Dopo una serie di lavori votati alla sperimentazione, Paolo Tarsi ci regala un album di rock elettronico dal sound affascinante e immediato. Con una grande attenzione per il minimo dettaglio e una cura infinita per ogni sfumatura testuale e sonora.
“Il periodo pandemico ha coinciso per me con un momento di forte riflessione in cui ho cercato di capire che cosa sia davvero a non farci respirare,” racconta il musicista Paolo Tarsi. “Il mio ultimo Ep nasceva durante le costrizioni legate alla pandemia. Dopo quel lavoro intitolato I Can’t Breathe ho sentito la necessità di ampliare il mio messaggio. Ho iniziato a scrivere personalmente oltre alle musiche anche i testi delle mie canzoni per mettere più a fuoco la realtà che mi circondava.”
Con questo lavoro “è come se avessi messo in atto un’unione ideale tra le anime dei miei capitoli precedenti, Furniture Music for New Primitives (Cramps) e A Perfect Cut in the Vacuum (Anitya Records/Acanto). Se del primo album riprendo la compattezza sonora, dal secondo recupero la spontaneità del sound, elettronico e incisivo.”
Un amalgama irresistibile all’ascolto, per un disco in cui immergersi da cima a fondo e lasciarsi trasportare da canzoni colme di guizzi elettronici. Vicine tanto al synth-pop quanto al rock e all’avant-garde. Con richiami a elementi post-punk e alla new wave, capaci di far affiorare in un contesto attuale mondi sonori sommersi e risonanze ricche da scoprire.
Tra un brano e l’altro si susseguono atmosfere eleganti e raffinate. Rivelatrici in Perfect Machine World, visionarie in Spiritual Home, quasi angosciose e malinconiche in Ballet Mécanique, fino all’ambient dal respiro cosmico nel breve strumentale Tabula Rasa.
“Anche se con questo progetto mi sono avvicinato maggiormente alla canzone, le parti strumentali contengono ancora un messaggio implicito forte. La musica continua a essere molto eloquente per me e può trasmettere un messaggio tutto suo anche da sola,” prosegue Paolo Tarsi.
“D’altra parte è successo a molti che venivano dall’avanguardia di sentire l’urgenza di una maggiore concretezza, il desiderio di comunicare in maniera più diretta. Credo sia inevitabile: ha a che fare col prendere confidenza con la scrittura e al tempo stesso col volersi mettere alla prova. E i brani di questo disco vivono tutti in equilibrio tra loro, ognuno con le sue molteplici atmosfere.”

———

■ VERIFICA LA COMPRENSIONE
a – Elenca i titoli dei brani del nuovo album che compaiono nel testo estratto.
b – Riassumi il testo estratto in due frasi.

■ DATI FORNITI
———

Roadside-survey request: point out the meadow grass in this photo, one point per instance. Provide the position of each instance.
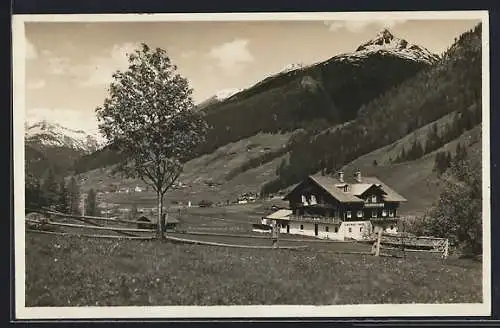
(78, 271)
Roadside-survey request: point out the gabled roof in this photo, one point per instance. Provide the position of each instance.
(279, 214)
(329, 185)
(333, 187)
(390, 194)
(358, 189)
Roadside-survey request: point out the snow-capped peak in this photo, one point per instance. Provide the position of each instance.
(386, 41)
(226, 93)
(54, 134)
(291, 67)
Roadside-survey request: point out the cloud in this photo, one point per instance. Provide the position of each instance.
(358, 25)
(30, 50)
(70, 118)
(36, 84)
(101, 68)
(188, 54)
(231, 56)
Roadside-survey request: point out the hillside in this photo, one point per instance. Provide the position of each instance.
(452, 85)
(444, 98)
(416, 180)
(326, 93)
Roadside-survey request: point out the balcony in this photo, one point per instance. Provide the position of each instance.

———

■ LE TUE RISPOSTE
a – Perfect Machine World, Spiritual Home, Ballet Mécanique, Tabula Rasa

b – Dopo l'Ep I Can't Breathe, nato durante la pandemia, Paolo Tarsi ha iniziato a scrivere anche i testi delle sue canzoni e ora presenta un album di rock elettronico. Il disco unisce la compattezza sonora del suo primo album e la spontaneità del secondo, con canzoni vicine al synth-pop, al rock e all'avant-garde e con richiami al post-punk e alla new wave.